WRITTEN TASK - Tally the lines in the records below that contain the string "trace", and reply with only that count.

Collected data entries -

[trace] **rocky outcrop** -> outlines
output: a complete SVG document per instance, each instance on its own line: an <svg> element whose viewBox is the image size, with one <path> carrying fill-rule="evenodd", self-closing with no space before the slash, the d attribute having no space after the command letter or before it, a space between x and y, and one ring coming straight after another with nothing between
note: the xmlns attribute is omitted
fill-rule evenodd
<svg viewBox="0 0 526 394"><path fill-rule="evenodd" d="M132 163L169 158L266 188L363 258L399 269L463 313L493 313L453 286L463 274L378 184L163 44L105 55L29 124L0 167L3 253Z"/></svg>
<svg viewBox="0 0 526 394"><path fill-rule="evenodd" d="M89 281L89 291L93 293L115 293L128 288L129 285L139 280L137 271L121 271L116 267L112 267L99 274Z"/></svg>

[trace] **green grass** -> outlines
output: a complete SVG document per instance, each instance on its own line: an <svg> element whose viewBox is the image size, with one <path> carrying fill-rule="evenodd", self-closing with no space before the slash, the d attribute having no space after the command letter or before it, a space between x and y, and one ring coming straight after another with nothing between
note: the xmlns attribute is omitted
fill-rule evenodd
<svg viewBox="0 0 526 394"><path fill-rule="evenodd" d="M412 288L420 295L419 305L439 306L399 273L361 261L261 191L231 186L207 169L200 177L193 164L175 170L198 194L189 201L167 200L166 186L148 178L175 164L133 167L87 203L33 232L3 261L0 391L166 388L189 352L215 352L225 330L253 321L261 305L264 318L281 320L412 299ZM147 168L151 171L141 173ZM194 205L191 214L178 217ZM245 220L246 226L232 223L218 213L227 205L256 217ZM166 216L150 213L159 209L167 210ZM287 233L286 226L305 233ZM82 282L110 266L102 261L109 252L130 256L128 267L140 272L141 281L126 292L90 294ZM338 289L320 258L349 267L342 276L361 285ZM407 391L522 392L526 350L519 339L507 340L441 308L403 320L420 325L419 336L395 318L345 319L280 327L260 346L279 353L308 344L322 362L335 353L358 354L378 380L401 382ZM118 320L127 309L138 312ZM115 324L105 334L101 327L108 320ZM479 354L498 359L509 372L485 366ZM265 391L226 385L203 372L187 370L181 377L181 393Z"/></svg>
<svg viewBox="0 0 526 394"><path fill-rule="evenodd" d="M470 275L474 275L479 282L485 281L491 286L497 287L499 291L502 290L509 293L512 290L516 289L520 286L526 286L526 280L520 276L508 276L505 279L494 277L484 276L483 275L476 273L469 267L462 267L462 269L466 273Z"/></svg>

RESULT BELOW - 2